(begin)

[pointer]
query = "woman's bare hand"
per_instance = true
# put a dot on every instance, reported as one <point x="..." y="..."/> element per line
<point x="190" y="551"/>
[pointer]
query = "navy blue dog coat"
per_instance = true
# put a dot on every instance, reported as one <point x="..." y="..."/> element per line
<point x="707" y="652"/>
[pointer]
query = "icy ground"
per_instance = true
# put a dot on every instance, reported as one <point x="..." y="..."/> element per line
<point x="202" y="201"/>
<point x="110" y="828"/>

(end)

▶ [PROMPT]
Set down every line above again, character for character, in the same order.

▶ [TASK RESULT]
[pointer]
query = "woman's bare hand"
per_instance = true
# put a dot on every instance, reported as one <point x="..." y="..."/> element per line
<point x="190" y="551"/>
[pointer]
query = "navy blue dog coat"
per_instance = true
# put a dot on every instance, reported as one <point x="..." y="..."/> element per line
<point x="707" y="652"/>
[pointer]
query = "icy ground"
per_instance = true
# put a dot on every instance, reported as one <point x="..." y="..."/> element per line
<point x="202" y="201"/>
<point x="110" y="828"/>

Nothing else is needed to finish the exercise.